RECORDS TO USE below:
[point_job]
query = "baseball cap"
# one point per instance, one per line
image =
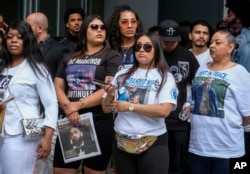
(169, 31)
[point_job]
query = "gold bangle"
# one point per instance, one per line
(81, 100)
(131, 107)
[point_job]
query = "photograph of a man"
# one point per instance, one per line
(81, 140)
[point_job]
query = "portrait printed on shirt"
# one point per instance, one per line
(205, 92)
End of RECORDS TO USE.
RECORDS TO USE below:
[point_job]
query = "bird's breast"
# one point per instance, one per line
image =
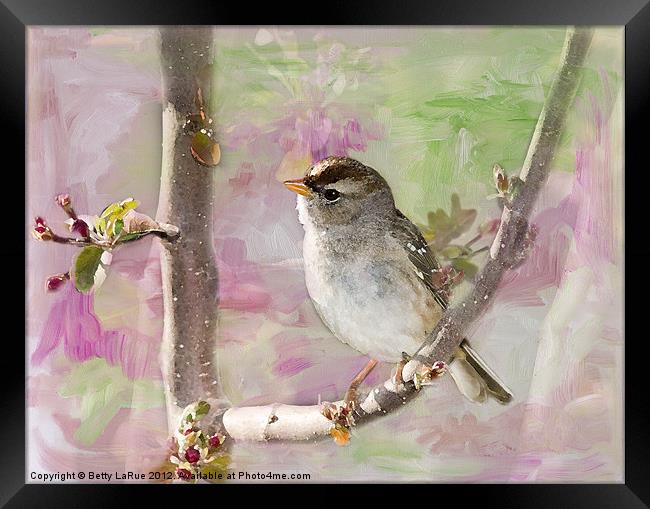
End of RECORDS TO USE.
RECORDS TO USE below:
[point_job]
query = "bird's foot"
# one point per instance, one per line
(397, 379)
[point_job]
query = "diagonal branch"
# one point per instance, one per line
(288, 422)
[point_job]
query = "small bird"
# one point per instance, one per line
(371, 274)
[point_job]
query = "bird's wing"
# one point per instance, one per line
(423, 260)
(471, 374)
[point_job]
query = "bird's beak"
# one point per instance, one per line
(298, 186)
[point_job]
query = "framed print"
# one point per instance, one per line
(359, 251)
End of RECORDS TO USE.
→ **TASK TO COMPLETE**
Filter the records for the string "query" and copy every line that holds it.

→ **SOLUTION TO THIS PROBLEM**
query = "baseball cap"
query = "gold bangle"
query = "photograph of a man"
query = "portrait printed on shirt"
query = "bird's breast"
query = "bird's foot"
query = "diagonal branch"
query = "small bird"
query = "bird's wing"
query = "bird's beak"
query = "framed print"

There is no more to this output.